■ **Directions for this task**
Look through the data below. Collect every line where the word "donkey" occurs.

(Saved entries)
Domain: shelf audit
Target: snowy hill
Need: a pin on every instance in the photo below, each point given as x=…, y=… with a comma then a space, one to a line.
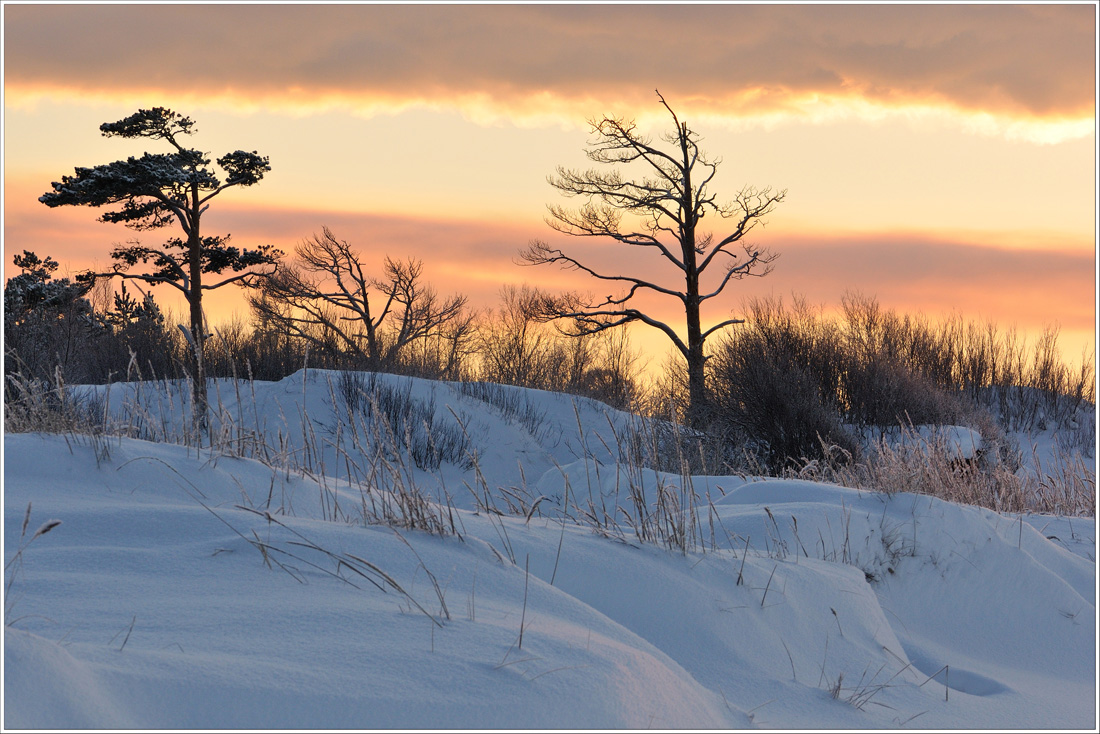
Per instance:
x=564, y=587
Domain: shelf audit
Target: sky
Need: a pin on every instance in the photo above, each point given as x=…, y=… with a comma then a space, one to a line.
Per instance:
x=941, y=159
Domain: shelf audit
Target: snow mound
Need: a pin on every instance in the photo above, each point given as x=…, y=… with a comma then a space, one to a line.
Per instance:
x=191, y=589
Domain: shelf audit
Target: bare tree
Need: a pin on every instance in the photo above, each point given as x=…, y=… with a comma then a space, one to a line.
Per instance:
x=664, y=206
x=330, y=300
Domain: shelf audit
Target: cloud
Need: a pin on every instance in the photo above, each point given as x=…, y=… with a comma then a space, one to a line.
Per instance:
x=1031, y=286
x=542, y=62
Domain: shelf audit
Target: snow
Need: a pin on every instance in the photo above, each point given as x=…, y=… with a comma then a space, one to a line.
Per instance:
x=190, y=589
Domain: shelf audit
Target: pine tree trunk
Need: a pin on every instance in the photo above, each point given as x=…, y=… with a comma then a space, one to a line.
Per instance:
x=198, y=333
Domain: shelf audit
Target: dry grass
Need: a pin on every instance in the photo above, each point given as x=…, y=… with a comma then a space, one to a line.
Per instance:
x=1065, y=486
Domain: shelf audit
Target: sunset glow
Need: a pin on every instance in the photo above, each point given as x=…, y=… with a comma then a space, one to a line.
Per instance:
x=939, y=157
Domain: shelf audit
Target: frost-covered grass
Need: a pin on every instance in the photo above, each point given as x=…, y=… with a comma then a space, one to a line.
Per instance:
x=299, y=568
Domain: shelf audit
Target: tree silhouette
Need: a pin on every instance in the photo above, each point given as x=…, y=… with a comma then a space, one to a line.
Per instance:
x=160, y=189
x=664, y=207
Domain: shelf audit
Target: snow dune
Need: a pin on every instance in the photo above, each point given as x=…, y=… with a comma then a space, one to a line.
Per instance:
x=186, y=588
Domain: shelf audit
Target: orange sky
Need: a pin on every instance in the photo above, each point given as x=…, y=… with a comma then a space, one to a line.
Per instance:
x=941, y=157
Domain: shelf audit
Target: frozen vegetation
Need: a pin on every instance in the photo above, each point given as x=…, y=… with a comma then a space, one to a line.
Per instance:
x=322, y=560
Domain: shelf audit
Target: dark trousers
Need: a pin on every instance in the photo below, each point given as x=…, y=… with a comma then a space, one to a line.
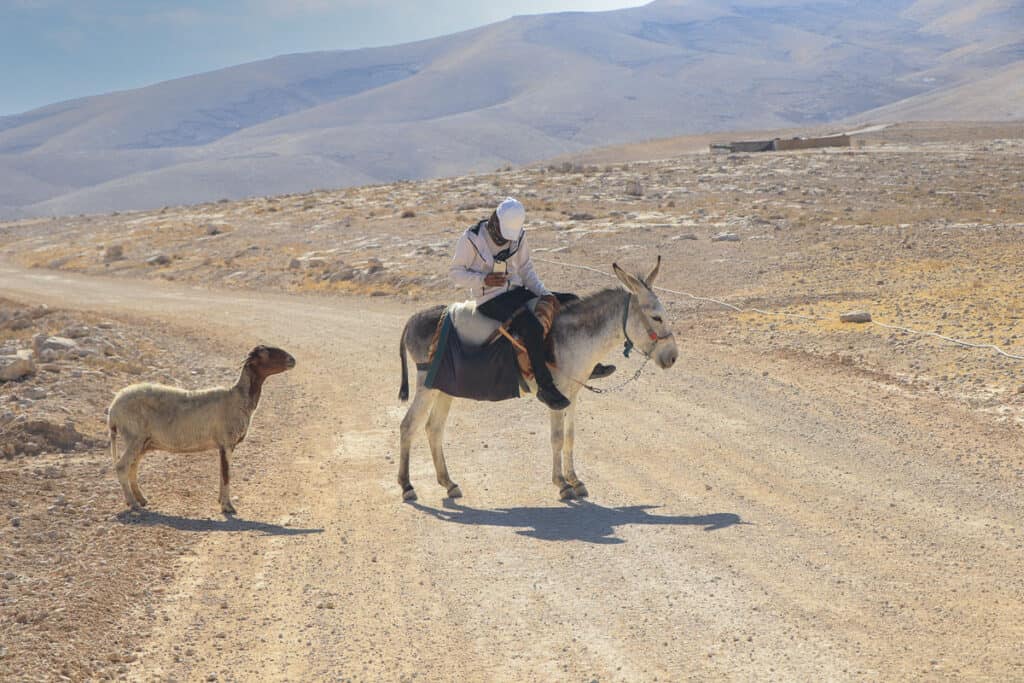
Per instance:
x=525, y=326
--
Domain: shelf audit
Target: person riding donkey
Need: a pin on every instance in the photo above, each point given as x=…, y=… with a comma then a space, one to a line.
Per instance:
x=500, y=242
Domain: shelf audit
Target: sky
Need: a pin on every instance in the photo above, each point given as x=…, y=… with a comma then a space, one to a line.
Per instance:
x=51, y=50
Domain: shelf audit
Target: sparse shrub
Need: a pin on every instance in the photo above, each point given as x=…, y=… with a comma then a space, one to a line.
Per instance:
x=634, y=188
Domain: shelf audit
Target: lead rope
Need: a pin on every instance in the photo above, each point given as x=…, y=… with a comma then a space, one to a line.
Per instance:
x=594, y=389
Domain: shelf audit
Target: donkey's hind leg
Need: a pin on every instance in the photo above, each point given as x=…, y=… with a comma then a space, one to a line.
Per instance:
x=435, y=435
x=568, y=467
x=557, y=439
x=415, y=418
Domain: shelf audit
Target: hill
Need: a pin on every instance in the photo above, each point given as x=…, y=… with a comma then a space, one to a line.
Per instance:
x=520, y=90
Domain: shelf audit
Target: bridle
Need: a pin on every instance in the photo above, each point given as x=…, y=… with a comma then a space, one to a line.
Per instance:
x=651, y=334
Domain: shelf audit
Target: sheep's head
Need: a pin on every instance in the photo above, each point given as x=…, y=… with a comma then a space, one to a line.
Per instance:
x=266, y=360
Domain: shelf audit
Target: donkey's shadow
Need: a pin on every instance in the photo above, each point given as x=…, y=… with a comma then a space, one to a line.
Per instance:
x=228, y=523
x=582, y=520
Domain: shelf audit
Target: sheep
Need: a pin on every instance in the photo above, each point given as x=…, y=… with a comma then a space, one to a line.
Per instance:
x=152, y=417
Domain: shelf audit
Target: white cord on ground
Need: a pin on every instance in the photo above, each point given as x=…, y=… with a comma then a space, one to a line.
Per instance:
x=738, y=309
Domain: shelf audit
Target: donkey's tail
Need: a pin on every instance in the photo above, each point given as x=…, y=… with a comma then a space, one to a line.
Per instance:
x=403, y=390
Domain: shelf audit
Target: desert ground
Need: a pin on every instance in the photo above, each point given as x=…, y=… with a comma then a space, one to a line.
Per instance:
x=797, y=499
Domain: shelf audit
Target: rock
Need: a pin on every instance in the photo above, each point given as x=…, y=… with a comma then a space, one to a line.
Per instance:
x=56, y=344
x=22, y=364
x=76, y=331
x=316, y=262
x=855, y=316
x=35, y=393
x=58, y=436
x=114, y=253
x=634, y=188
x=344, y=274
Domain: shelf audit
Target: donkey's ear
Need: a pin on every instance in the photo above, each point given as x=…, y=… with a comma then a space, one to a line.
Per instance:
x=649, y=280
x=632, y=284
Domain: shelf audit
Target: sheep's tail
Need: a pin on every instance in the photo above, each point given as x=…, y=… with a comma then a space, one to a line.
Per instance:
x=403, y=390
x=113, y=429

■ **Exercise answer**
Target: person riding donkey
Target: donkey's hind leg
Target: donkey's shadow
Target: donkey's tail
Target: donkey's ear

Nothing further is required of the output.